### WORK INSTRUCTION
Please copy, exactly as written, the span from the first line below to the line that contains "Target: ground vegetation", including both, and skip the pictures.

### DATA TO USE
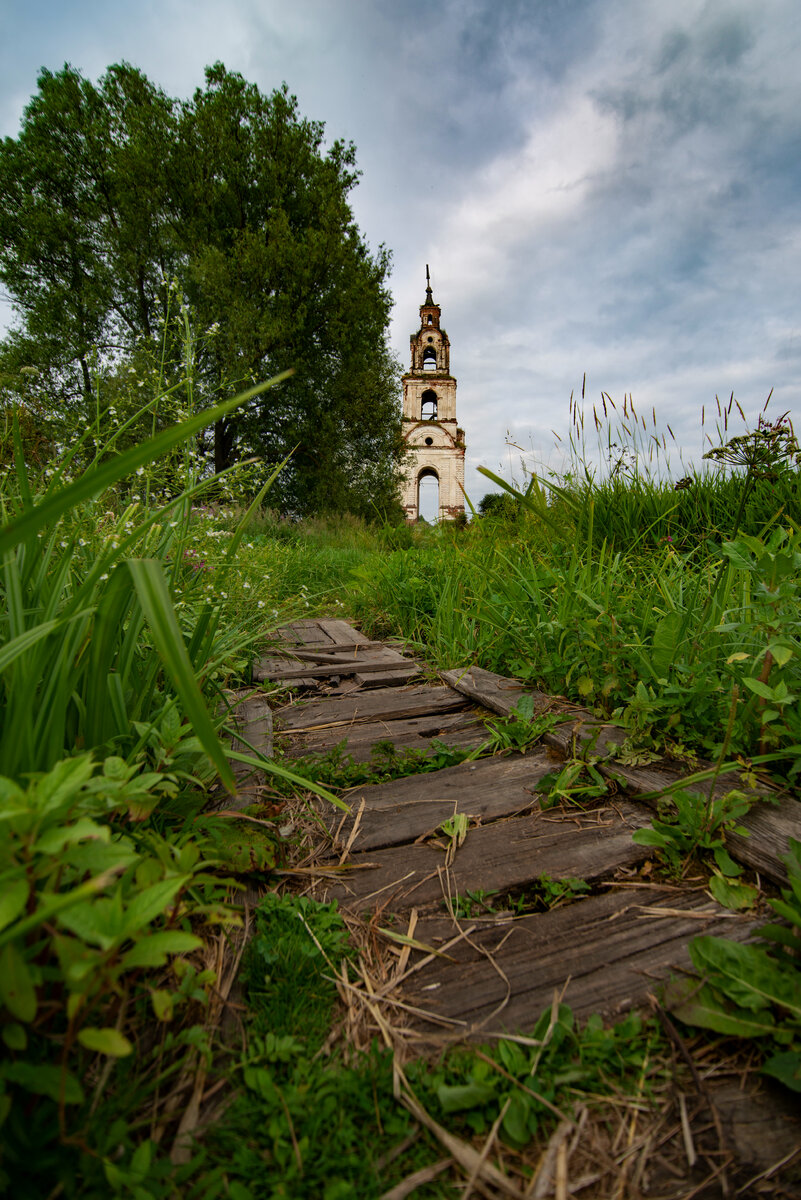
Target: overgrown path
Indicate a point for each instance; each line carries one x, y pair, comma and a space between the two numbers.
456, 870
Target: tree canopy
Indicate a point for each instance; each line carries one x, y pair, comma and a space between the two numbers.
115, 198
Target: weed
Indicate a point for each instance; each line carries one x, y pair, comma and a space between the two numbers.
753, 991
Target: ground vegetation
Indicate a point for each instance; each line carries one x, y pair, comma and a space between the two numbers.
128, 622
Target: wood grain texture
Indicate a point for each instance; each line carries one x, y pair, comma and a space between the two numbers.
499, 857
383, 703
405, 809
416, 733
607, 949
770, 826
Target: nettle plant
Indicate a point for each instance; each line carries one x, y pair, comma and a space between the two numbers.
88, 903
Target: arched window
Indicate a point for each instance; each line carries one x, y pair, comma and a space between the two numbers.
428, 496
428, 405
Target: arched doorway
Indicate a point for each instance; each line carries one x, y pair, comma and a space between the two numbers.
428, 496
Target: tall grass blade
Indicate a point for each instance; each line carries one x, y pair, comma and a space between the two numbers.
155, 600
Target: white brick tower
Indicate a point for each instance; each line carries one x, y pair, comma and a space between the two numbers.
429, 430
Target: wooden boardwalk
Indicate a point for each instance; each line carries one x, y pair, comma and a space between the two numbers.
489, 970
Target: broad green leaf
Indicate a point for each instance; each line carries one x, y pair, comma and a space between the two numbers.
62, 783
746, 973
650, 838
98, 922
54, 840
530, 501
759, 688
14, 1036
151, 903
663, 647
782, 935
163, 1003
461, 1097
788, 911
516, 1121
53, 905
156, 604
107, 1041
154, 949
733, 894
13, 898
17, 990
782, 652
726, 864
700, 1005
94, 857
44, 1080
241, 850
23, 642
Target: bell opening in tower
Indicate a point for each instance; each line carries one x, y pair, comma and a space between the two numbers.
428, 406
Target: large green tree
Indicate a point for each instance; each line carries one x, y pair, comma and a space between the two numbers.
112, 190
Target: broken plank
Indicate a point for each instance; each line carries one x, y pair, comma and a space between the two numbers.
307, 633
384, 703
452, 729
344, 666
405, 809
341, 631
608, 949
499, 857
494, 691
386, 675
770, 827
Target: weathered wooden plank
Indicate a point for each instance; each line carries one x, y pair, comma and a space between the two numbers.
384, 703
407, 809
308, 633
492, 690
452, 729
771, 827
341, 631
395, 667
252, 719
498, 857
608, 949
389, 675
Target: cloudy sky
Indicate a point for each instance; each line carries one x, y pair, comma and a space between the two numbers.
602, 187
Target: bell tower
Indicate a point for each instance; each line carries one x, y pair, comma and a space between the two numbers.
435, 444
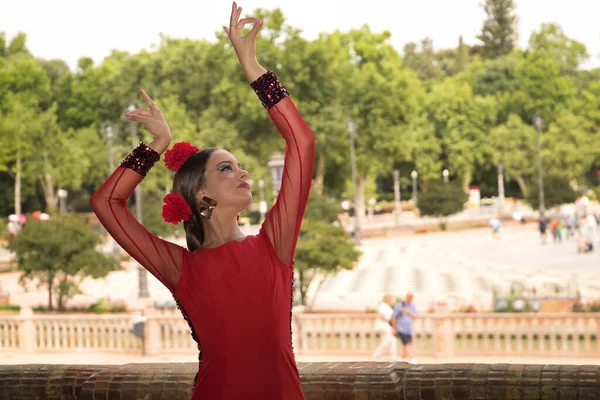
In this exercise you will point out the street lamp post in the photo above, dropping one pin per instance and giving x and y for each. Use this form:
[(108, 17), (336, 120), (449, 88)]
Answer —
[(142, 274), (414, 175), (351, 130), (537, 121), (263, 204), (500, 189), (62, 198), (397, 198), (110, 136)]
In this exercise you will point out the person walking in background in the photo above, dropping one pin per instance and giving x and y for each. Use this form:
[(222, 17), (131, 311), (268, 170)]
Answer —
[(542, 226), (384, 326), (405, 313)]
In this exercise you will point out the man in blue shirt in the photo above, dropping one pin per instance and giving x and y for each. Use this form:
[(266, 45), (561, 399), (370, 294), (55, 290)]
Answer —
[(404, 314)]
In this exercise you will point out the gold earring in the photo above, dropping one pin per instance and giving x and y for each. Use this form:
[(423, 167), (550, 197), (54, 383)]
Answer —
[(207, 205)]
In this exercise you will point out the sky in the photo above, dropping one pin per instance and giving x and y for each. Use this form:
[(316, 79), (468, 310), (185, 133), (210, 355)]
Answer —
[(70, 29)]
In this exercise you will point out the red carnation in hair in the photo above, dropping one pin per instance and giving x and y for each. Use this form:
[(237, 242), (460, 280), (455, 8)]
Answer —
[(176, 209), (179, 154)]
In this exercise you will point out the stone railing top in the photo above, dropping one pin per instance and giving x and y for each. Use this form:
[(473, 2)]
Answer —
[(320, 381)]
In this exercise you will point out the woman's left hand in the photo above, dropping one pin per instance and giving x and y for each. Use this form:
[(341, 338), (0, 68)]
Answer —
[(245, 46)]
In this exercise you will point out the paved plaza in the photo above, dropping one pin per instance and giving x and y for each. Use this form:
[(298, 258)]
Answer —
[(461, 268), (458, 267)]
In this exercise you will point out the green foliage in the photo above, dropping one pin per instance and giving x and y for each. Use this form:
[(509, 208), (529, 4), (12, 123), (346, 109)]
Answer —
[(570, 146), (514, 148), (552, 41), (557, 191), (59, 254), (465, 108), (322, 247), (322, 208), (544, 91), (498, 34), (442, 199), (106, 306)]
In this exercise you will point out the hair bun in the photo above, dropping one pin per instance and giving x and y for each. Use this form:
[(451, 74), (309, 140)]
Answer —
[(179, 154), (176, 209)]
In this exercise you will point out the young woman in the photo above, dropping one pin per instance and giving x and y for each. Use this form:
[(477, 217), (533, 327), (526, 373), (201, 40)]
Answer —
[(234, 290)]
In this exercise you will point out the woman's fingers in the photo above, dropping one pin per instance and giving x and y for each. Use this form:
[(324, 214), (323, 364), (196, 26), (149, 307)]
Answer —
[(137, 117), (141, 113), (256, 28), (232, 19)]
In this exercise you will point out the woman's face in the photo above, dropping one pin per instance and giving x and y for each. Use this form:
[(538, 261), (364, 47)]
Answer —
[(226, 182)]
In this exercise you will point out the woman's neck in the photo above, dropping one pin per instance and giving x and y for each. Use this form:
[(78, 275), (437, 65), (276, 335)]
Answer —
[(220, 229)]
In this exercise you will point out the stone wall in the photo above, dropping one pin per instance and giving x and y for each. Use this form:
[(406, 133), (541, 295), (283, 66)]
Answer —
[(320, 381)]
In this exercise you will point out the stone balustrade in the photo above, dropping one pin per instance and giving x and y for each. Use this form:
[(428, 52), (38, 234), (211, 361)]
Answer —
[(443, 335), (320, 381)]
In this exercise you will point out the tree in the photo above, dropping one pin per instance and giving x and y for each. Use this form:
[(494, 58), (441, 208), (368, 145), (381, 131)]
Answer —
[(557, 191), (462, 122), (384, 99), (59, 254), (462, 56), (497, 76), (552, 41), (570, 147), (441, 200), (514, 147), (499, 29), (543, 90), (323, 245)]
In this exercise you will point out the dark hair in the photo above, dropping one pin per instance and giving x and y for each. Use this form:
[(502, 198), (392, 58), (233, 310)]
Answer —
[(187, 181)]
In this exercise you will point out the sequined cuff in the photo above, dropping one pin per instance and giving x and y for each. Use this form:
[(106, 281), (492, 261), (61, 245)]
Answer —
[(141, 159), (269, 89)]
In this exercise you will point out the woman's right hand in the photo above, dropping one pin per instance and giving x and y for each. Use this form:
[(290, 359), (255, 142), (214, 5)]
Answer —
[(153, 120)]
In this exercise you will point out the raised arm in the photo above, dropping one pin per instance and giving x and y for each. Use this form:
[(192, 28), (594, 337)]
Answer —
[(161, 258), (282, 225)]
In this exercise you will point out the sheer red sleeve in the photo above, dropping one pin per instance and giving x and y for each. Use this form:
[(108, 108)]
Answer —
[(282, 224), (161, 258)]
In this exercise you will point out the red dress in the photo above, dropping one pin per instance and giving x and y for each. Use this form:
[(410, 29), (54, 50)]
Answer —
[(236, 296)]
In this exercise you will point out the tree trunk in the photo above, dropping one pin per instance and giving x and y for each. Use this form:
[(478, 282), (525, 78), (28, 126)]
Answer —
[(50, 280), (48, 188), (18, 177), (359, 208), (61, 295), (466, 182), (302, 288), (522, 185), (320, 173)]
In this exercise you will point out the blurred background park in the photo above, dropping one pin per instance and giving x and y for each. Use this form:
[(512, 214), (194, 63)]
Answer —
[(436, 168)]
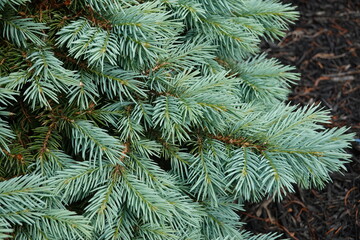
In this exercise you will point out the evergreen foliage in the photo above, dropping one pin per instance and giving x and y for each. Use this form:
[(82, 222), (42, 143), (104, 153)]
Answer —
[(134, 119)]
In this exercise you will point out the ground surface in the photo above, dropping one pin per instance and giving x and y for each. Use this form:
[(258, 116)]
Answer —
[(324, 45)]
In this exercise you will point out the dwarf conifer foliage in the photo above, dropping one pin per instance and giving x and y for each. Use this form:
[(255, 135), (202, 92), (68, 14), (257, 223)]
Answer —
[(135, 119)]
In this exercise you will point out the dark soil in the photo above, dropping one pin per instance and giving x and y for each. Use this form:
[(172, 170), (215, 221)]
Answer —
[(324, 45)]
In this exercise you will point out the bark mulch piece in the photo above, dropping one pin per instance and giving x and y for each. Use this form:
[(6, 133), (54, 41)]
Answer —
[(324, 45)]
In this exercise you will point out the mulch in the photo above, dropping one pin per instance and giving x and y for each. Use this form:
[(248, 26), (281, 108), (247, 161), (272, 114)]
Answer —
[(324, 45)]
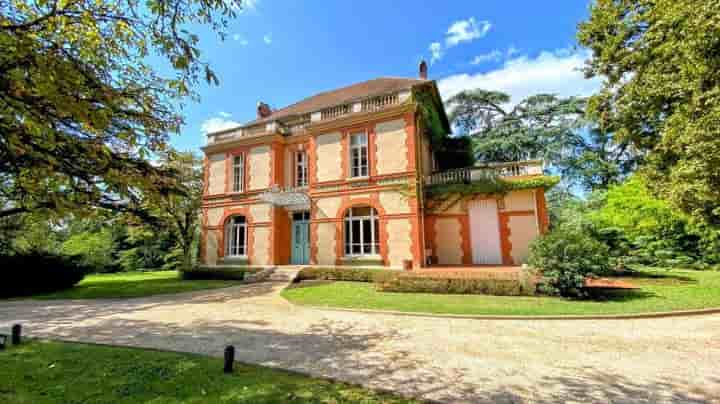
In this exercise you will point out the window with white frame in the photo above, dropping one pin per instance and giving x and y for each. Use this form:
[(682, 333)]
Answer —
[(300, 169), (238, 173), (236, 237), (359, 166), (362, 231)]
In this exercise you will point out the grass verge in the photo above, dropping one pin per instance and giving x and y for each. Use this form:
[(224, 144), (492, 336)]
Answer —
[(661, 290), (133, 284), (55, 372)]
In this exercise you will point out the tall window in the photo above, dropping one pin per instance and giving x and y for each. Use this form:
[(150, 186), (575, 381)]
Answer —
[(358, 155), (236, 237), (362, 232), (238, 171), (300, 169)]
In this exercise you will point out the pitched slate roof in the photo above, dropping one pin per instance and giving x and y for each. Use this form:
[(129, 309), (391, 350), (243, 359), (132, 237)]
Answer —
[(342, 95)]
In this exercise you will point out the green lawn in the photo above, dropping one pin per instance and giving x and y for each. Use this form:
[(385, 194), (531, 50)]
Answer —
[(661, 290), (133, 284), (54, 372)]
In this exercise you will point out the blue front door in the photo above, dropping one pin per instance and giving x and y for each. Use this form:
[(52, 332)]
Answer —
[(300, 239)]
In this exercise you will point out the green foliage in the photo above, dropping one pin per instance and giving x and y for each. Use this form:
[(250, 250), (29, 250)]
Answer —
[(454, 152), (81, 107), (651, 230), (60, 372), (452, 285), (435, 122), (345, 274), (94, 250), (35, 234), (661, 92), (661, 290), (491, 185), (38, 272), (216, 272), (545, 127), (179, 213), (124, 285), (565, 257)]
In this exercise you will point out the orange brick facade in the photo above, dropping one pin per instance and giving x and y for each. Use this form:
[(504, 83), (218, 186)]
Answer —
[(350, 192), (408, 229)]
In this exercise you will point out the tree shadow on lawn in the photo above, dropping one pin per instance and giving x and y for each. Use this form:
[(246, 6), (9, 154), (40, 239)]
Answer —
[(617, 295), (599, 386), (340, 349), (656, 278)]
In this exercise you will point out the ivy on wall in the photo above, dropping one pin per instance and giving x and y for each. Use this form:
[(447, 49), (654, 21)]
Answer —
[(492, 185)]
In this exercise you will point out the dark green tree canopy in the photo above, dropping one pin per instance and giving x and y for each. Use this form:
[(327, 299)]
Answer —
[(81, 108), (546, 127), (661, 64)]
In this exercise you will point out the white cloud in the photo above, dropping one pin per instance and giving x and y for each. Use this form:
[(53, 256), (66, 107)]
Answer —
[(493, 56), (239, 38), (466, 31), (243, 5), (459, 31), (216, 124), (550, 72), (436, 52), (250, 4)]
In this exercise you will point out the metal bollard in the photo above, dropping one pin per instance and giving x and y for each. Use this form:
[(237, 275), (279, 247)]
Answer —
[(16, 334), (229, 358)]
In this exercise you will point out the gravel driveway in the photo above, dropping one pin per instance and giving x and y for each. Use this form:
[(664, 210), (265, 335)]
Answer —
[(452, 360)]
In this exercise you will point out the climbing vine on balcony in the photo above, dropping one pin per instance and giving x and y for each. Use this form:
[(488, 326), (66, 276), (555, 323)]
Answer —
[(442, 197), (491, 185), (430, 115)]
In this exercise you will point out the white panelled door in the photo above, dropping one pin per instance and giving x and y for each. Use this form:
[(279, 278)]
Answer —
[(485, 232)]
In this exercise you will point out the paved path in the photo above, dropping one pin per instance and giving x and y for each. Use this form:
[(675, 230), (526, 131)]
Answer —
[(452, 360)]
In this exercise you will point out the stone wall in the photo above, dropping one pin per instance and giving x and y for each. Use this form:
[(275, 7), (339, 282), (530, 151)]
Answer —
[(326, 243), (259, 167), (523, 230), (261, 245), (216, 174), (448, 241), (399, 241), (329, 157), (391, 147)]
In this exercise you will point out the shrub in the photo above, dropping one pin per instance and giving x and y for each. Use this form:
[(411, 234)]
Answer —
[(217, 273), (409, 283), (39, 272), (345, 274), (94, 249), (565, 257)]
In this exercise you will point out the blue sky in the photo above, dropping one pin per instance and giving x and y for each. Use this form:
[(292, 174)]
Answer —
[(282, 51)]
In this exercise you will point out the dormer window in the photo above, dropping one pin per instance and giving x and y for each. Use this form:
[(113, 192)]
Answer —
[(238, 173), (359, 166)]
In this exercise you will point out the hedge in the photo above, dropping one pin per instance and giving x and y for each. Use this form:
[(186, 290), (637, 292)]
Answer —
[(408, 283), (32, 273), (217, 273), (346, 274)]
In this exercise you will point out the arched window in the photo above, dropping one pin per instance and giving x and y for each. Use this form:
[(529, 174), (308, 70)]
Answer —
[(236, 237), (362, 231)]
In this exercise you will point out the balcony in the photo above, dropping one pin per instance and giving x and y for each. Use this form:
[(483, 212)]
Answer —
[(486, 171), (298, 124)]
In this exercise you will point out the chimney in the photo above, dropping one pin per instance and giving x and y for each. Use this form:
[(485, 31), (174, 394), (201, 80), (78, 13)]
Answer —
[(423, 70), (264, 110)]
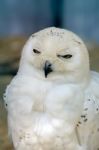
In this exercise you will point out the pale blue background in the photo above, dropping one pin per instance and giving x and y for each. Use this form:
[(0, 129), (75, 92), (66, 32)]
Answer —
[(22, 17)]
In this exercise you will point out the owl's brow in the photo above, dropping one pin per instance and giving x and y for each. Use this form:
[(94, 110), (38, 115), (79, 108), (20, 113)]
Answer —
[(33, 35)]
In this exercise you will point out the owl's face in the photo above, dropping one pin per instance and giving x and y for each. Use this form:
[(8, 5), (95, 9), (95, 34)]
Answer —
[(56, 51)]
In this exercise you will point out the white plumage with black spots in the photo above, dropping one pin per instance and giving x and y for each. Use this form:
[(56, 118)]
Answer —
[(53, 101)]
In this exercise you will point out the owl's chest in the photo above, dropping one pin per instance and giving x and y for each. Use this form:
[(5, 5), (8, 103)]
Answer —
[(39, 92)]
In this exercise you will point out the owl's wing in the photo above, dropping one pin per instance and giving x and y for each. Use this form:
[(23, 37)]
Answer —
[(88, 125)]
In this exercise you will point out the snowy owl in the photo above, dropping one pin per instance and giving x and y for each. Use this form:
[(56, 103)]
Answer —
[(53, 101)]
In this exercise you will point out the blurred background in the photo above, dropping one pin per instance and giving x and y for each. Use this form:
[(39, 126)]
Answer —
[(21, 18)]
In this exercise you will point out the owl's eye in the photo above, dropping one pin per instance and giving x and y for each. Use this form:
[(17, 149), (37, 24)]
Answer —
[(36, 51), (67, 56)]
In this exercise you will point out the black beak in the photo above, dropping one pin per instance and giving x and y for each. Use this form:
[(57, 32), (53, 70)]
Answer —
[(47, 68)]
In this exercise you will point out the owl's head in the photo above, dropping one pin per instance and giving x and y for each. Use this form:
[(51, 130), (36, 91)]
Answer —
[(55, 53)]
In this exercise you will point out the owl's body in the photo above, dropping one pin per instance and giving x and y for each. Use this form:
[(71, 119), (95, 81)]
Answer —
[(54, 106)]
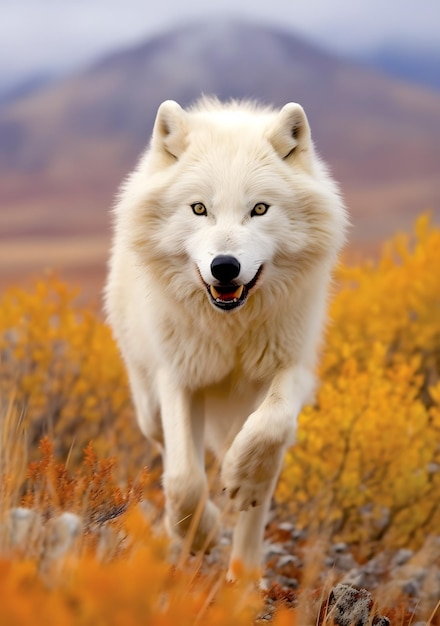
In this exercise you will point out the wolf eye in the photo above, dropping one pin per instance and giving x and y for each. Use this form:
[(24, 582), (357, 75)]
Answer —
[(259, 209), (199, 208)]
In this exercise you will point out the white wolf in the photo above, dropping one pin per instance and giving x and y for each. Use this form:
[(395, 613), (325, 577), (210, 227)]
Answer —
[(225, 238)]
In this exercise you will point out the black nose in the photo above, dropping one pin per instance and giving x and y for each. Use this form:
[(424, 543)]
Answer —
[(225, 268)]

### TASK SOLUTION
Target: overgrown path
Indicate a point for each instance; each line carries one x, y pair, comma and a space between the two numbers.
456, 870
Target: tree canopy
Indicate a point for each instance; each line carries one x, y pair, comma and a space between the two numbers.
115, 198
Target: weed
Indicate a point for each instance; each line carries one x, y pair, comma and a space between the two numbers.
753, 991
Target: ground vegetation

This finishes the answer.